START TASK INPUT
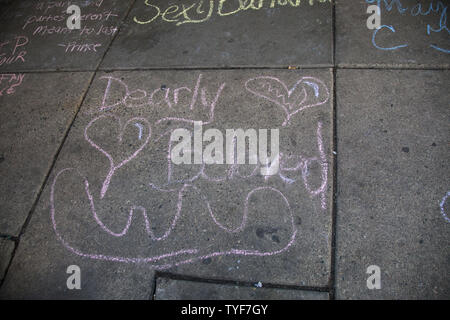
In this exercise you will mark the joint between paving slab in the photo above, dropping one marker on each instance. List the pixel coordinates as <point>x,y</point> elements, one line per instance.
<point>44,183</point>
<point>174,276</point>
<point>333,253</point>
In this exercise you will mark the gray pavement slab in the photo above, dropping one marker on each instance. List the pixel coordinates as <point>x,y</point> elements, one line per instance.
<point>35,36</point>
<point>6,250</point>
<point>412,33</point>
<point>216,33</point>
<point>33,125</point>
<point>393,175</point>
<point>169,289</point>
<point>115,201</point>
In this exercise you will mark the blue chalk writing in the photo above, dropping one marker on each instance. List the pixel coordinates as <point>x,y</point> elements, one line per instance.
<point>418,9</point>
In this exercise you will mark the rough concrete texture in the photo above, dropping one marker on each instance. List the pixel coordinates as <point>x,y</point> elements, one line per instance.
<point>161,34</point>
<point>31,130</point>
<point>216,221</point>
<point>412,33</point>
<point>35,36</point>
<point>6,249</point>
<point>168,289</point>
<point>393,175</point>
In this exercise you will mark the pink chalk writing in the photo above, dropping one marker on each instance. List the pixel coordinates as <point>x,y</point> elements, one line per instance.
<point>9,82</point>
<point>296,170</point>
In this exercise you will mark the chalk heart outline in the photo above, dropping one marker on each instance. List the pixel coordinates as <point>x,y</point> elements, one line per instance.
<point>273,94</point>
<point>122,127</point>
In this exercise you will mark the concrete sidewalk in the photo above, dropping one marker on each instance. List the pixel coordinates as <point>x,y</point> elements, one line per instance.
<point>85,153</point>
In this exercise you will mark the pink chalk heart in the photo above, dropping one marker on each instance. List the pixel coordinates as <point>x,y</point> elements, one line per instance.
<point>306,93</point>
<point>114,164</point>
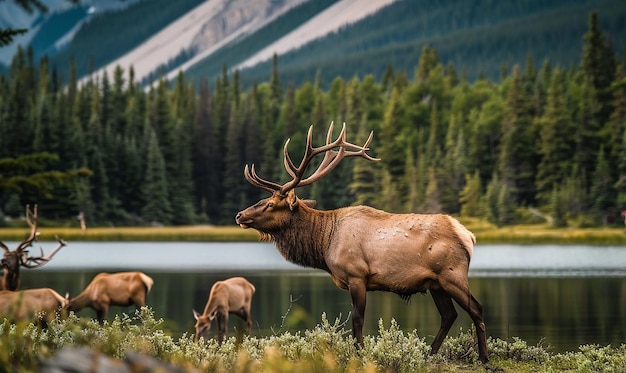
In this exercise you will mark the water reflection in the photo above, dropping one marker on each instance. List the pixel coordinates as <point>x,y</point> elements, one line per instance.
<point>544,303</point>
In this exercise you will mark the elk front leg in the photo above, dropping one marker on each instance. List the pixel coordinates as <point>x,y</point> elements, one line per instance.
<point>358,294</point>
<point>448,314</point>
<point>222,326</point>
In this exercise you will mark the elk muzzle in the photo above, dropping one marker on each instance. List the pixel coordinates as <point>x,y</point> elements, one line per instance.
<point>242,221</point>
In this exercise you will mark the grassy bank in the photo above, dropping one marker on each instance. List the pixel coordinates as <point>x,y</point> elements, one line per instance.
<point>485,234</point>
<point>329,347</point>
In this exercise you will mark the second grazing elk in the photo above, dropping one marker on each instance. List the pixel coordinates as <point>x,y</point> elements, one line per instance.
<point>233,295</point>
<point>365,249</point>
<point>113,289</point>
<point>13,260</point>
<point>27,304</point>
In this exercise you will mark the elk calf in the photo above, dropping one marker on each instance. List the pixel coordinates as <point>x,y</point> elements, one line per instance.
<point>113,289</point>
<point>27,304</point>
<point>233,295</point>
<point>365,249</point>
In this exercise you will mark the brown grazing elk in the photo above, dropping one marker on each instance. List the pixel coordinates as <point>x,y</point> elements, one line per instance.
<point>233,295</point>
<point>365,249</point>
<point>113,289</point>
<point>27,304</point>
<point>13,260</point>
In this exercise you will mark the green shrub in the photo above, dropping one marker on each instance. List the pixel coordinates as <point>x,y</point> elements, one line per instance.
<point>329,347</point>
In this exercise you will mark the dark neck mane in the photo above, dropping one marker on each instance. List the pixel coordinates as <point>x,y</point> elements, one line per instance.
<point>305,239</point>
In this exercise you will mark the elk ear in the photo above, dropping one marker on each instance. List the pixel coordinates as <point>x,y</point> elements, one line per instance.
<point>292,200</point>
<point>212,315</point>
<point>310,202</point>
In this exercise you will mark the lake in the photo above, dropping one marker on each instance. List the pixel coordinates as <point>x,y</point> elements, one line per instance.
<point>559,296</point>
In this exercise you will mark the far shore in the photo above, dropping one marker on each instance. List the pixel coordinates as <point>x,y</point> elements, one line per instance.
<point>485,234</point>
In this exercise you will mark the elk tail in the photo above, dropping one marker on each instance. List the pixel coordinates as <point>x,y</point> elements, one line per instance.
<point>467,238</point>
<point>147,281</point>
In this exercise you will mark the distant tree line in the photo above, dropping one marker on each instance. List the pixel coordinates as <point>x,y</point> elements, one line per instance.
<point>545,140</point>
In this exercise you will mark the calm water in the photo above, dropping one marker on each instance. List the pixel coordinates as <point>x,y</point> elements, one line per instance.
<point>563,296</point>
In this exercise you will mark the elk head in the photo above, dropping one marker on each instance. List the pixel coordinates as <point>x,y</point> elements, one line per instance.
<point>203,323</point>
<point>13,260</point>
<point>268,215</point>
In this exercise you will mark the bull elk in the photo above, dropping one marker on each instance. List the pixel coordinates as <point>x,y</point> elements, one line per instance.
<point>13,260</point>
<point>25,304</point>
<point>113,289</point>
<point>233,295</point>
<point>365,249</point>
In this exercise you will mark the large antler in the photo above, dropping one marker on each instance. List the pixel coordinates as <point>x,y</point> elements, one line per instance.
<point>38,261</point>
<point>330,161</point>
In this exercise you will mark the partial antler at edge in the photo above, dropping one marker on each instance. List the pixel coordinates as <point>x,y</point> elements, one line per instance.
<point>41,260</point>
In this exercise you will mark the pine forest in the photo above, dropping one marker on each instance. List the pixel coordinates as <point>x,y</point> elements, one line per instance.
<point>542,143</point>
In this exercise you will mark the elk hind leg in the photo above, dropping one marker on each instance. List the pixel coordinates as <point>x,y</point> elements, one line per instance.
<point>443,302</point>
<point>463,296</point>
<point>358,294</point>
<point>222,326</point>
<point>244,314</point>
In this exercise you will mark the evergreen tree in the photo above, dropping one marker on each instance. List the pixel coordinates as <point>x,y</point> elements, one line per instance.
<point>470,196</point>
<point>364,185</point>
<point>602,192</point>
<point>516,153</point>
<point>156,208</point>
<point>556,143</point>
<point>207,168</point>
<point>598,65</point>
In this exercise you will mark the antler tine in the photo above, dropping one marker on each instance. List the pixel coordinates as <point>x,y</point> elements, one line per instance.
<point>254,179</point>
<point>330,161</point>
<point>4,247</point>
<point>41,260</point>
<point>33,228</point>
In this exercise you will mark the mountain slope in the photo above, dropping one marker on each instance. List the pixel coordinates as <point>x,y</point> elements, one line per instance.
<point>333,37</point>
<point>203,30</point>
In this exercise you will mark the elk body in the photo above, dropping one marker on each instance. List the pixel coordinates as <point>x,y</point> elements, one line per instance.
END TASK INPUT
TASK REQUIREMENTS:
Write out each entry above once more, exactly as written, and drop the pictures.

RESULT OF THIS EXERCISE:
In this exercise you will mark the joint between paving slab in the photo above, dropping one marker on each instance. List the pixel coordinates as <point>x,y</point> elements, one line per instance.
<point>44,183</point>
<point>174,276</point>
<point>333,253</point>
In this exercise you will mark the gray pavement slab in the photo above, dropping one marker on each instance. List the pixel coordinates as <point>x,y</point> elements, one line per instance.
<point>35,36</point>
<point>6,250</point>
<point>412,33</point>
<point>216,33</point>
<point>33,125</point>
<point>393,175</point>
<point>169,289</point>
<point>115,201</point>
In this exercise you will mark the blue chalk writing in the photo above, dropping one marker on each instance. List the pixel coordinates as <point>x,y</point> elements, one line per instance.
<point>418,9</point>
In this exercise you will mark the rough concrete texture in the photo above, dropping one marker on each instance. List the pixel coordinates as <point>x,y</point> elements, one line per instance.
<point>161,34</point>
<point>31,130</point>
<point>216,221</point>
<point>412,33</point>
<point>35,36</point>
<point>6,249</point>
<point>168,289</point>
<point>393,175</point>
In this exercise you will mark the pink chalk writing in the photo above, dropping one marker on each instance. List the pixel coordinates as <point>x,y</point> elements, one line per instance.
<point>9,82</point>
<point>296,170</point>
In this exercise you will mark the chalk heart outline in the photo above, dropping one marker on each instance. List the pixel coordinates as <point>x,y</point> elements, one line per instance.
<point>273,94</point>
<point>122,127</point>
In this exercise you will mark the concrete sidewalk in the photo above, dropping one marker on each instance. List the pixel coordinates as <point>x,y</point> elements, one line per instance.
<point>85,153</point>
In this exercise you will mark the pink chalk heart in the photo above, dropping one marker on each instance. List the pixel coordinates as <point>x,y</point> elements, one line per instance.
<point>306,93</point>
<point>114,164</point>
In this exercise you will mark the water reflection in the photo above, dropping one marker on each instance. List the pixel coordinates as <point>x,y</point> elements, one line per instance.
<point>544,303</point>
In this exercise you will mark the elk front leg in the photo above, dropping one marker on each instance. List the pixel coordinates as <point>x,y</point> elements, one line per instance.
<point>358,294</point>
<point>448,314</point>
<point>222,326</point>
In this exercise you will mark the elk muzzle in the photo above, dropping one marker on each instance. List the pixel coordinates as <point>x,y</point> elements, one line per instance.
<point>242,221</point>
In this exercise you will mark the grassy bank in the photo above, dropping one marker on each instance. List the pixel coordinates as <point>x,y</point> elements, one line per instance.
<point>485,234</point>
<point>329,347</point>
In this exercise you will mark the second grazing elk in the photo above, dropping one marker on each instance. List the pixel coordinates as <point>x,y</point> elements, one line per instance.
<point>233,295</point>
<point>365,249</point>
<point>113,289</point>
<point>13,260</point>
<point>27,304</point>
In this exercise you will mark the elk calf in the photo above, dropping one marker on each instance. List the pixel coordinates as <point>x,y</point> elements, one line per instance.
<point>113,289</point>
<point>27,304</point>
<point>233,295</point>
<point>365,249</point>
In this exercise you will mark the brown grazing elk in the photo above, dropping one marker on each instance. List the pixel coordinates as <point>x,y</point> elements, one line per instance.
<point>233,295</point>
<point>365,249</point>
<point>113,289</point>
<point>27,304</point>
<point>13,260</point>
In this exercise you will mark the green shrub in the photo above, dropping one marker on each instance. List the pixel coordinates as <point>x,y</point> elements, one line per instance.
<point>329,347</point>
In this exercise you will mark the dark neck mane in the photo above, dropping one marker on each instance. List the pixel coordinates as <point>x,y</point> elements, one line per instance.
<point>305,239</point>
In this exercise you will mark the elk ear in the photo above, dropping one marker on each instance. List the pixel coordinates as <point>x,y</point> elements, one line per instance.
<point>292,200</point>
<point>212,315</point>
<point>310,202</point>
In this exercise you will mark the lake in the photo above, dropping one marker on each instance. List the pixel coordinates as <point>x,y</point> elements, one line per instance.
<point>559,296</point>
In this exercise you will mark the far shore in the photo above, dropping one marker on each instance. List the pixel coordinates as <point>x,y</point> elements, one line per instance.
<point>485,234</point>
In this exercise you will mark the elk tail in the photo above, dropping one marker on each instance. List the pixel coordinates as <point>x,y</point> elements, one line per instance.
<point>467,238</point>
<point>147,281</point>
In this exercise you will mark the distant tree line in the photo above, dropping one marker on each instance. List the pixel coordinates as <point>x,y</point> elements, one line per instance.
<point>545,140</point>
In this exercise you will mark the calm water in the photo above, dropping one marker on each instance. List the pixel coordinates as <point>x,y</point> elements, one line per instance.
<point>563,296</point>
In this exercise you will mark the elk head in the photo above, dropping one marker on each instance. List the pixel coordinates as <point>x,y</point> elements, one line per instance.
<point>203,323</point>
<point>13,260</point>
<point>268,215</point>
In this exercise you will mark the bull elk in the photo above, dropping one marker on each instance. List the pixel coordinates as <point>x,y</point> elements, one line per instance.
<point>13,260</point>
<point>25,304</point>
<point>113,289</point>
<point>233,295</point>
<point>365,249</point>
In this exercise you will mark the large antler in the photo above, dropping one marker on each instance. List the pixel coordinates as <point>x,y</point> elements, one line per instance.
<point>38,261</point>
<point>330,161</point>
In this exercise you will mark the partial antler at edge in the photo above, dropping one marker on each instance. List the pixel coordinates as <point>x,y</point> elements, one line per instance.
<point>41,260</point>
In this exercise you will mark the pine forest in the photo above, dropping one marker on each instance. List the pixel coordinates as <point>x,y</point> elements, one line per instance.
<point>542,143</point>
In this exercise you will mark the elk hind leg in the photo above, dropping one marker on each instance. List the pixel coordinates as <point>x,y</point> elements, one line per instance.
<point>443,302</point>
<point>463,296</point>
<point>358,294</point>
<point>222,326</point>
<point>244,314</point>
In this exercise you will mark the evergreen tree in the photo above, dropping one marker on each instance. List the pixel coordinates as <point>x,y</point> elements, one line per instance.
<point>470,196</point>
<point>364,185</point>
<point>602,192</point>
<point>516,153</point>
<point>156,208</point>
<point>556,143</point>
<point>207,168</point>
<point>598,65</point>
In this exercise you will mark the antler tine in the photo above, dropping one marker on each instance. List the pixel coordinates as <point>x,y</point> elements, one line per instance.
<point>254,179</point>
<point>330,161</point>
<point>4,247</point>
<point>41,260</point>
<point>33,228</point>
In this exercise you will mark the mountain slope in the photo above, dropping one marker on each instance. List the pixel coordinates as <point>x,y</point> elements, one line per instance.
<point>333,37</point>
<point>203,30</point>
In this exercise you will mark the elk body in the photo above, dropping one marker on each instance. List the pixel coordinates as <point>x,y</point> elements, one line per instance.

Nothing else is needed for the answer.